[Collected data entries]
★ ★ ★ ★ ★ ★ ★

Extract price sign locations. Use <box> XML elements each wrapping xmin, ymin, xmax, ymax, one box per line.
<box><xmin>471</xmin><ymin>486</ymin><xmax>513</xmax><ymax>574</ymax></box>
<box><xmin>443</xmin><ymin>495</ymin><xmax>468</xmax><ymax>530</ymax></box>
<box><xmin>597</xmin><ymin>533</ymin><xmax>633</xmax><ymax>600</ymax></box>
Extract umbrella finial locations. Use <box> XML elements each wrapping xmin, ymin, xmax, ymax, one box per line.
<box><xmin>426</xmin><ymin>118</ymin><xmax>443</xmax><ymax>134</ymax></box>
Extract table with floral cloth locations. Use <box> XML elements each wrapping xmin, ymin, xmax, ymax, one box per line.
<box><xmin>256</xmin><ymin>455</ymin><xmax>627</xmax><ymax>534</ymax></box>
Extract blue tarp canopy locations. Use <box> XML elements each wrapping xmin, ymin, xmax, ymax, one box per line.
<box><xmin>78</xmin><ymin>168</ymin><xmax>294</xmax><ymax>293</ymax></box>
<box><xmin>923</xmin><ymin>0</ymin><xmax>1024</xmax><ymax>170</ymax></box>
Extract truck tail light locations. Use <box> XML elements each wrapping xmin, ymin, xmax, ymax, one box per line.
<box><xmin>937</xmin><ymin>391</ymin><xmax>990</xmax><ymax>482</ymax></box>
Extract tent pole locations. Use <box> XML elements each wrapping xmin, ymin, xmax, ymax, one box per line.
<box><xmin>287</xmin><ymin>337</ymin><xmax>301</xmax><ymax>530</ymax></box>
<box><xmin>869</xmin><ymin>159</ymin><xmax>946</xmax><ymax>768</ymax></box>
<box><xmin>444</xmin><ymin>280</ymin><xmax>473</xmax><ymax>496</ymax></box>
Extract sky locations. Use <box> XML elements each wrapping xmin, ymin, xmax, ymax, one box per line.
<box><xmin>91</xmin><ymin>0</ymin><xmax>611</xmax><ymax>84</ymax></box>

★ ★ ★ ★ ★ ★ ★

Task to complete:
From the records above, extract every entry verbatim.

Output of the exercise:
Extract price sign locations. Use <box> XML elements each wrapping xmin, ymin, xmax, ymax, one box per line.
<box><xmin>471</xmin><ymin>486</ymin><xmax>513</xmax><ymax>574</ymax></box>
<box><xmin>443</xmin><ymin>495</ymin><xmax>468</xmax><ymax>530</ymax></box>
<box><xmin>597</xmin><ymin>533</ymin><xmax>633</xmax><ymax>600</ymax></box>
Extract umbrella finial locations. Use <box> XML elements each wrapping xmin, ymin, xmax, ymax, one box per line.
<box><xmin>426</xmin><ymin>118</ymin><xmax>443</xmax><ymax>134</ymax></box>
Extract table with floral cloth locations. Use <box> XML elements each wrapping xmin, ymin, xmax, ymax, one box per line.
<box><xmin>256</xmin><ymin>455</ymin><xmax>627</xmax><ymax>534</ymax></box>
Extract blue tarp canopy locations. Use <box> XML elements each wrapping xmin, ymin, xmax, ymax, one box per line.
<box><xmin>78</xmin><ymin>168</ymin><xmax>294</xmax><ymax>293</ymax></box>
<box><xmin>923</xmin><ymin>0</ymin><xmax>1024</xmax><ymax>170</ymax></box>
Extract truck tail light locations. Use <box> XML elements each wrapping xmin, ymin, xmax, ymax, one box per line.
<box><xmin>937</xmin><ymin>391</ymin><xmax>990</xmax><ymax>482</ymax></box>
Extract tent pole locations. Use <box> XML elements each wrapping xmin, ymin, xmax, ymax, one box per line.
<box><xmin>287</xmin><ymin>337</ymin><xmax>301</xmax><ymax>530</ymax></box>
<box><xmin>869</xmin><ymin>159</ymin><xmax>946</xmax><ymax>768</ymax></box>
<box><xmin>444</xmin><ymin>280</ymin><xmax>473</xmax><ymax>496</ymax></box>
Extract sky locations. Use <box> XML elements each wrapping xmin, ymin, xmax, ymax, one box per line.
<box><xmin>91</xmin><ymin>0</ymin><xmax>611</xmax><ymax>84</ymax></box>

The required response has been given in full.